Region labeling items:

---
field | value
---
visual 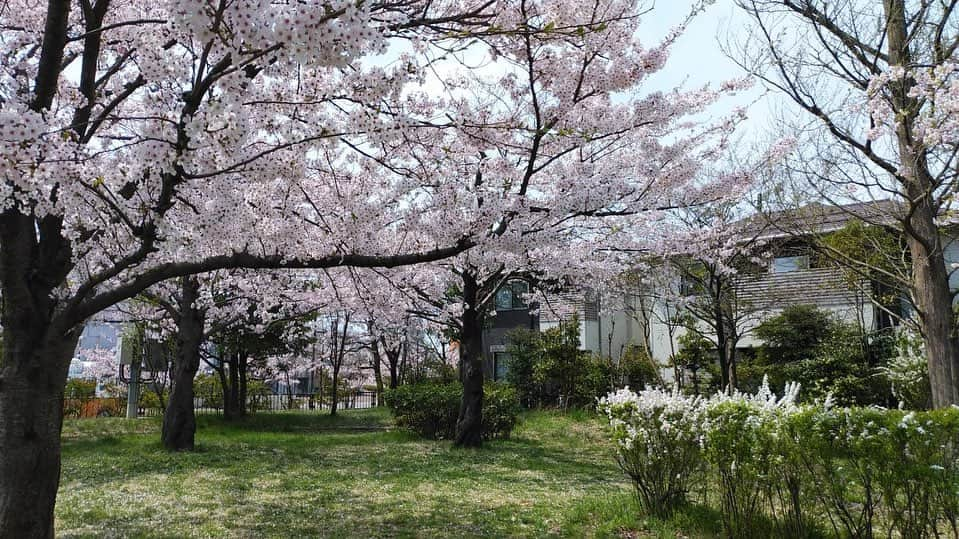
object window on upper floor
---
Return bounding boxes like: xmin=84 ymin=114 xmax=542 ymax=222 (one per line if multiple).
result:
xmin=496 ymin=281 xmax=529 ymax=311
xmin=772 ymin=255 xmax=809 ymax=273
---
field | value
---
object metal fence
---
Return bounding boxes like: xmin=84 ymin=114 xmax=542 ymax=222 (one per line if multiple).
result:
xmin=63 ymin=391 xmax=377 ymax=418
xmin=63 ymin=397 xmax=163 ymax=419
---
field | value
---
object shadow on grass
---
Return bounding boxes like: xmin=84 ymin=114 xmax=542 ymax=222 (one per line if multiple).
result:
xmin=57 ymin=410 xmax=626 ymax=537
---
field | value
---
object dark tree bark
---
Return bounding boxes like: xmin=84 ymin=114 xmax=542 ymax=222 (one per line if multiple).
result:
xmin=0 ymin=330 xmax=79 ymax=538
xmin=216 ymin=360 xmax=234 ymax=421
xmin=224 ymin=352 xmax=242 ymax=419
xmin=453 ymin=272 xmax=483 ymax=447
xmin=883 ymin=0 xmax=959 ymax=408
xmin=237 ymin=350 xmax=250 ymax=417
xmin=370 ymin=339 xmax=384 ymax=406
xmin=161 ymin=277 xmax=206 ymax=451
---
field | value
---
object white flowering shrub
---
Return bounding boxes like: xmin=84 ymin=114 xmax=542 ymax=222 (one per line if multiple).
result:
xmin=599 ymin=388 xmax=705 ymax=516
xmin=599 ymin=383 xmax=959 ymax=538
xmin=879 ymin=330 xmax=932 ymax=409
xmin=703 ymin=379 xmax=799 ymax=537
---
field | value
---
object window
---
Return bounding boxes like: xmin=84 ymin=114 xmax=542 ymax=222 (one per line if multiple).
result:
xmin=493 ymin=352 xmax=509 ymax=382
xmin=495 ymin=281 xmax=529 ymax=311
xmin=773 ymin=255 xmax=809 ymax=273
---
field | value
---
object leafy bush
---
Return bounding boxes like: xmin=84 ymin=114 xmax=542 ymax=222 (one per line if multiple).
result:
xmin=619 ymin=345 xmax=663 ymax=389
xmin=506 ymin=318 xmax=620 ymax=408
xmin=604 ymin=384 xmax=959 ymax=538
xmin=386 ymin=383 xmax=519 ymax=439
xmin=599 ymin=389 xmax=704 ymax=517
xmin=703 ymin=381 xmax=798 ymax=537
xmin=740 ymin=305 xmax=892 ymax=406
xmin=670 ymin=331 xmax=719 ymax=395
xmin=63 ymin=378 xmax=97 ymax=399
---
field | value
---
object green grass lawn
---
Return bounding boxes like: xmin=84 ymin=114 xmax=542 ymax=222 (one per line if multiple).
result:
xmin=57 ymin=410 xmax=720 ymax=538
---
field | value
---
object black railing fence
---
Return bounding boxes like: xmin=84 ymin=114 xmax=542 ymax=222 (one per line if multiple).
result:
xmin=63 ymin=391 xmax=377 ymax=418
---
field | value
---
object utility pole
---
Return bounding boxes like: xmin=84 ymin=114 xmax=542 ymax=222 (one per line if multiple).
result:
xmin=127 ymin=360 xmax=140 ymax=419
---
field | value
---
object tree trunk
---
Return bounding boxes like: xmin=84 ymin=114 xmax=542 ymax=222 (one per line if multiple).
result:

Problem details:
Report every line of the items above that contains the string "tree", treating case as significant.

Solution to this problem:
object dark tree bark
object tree trunk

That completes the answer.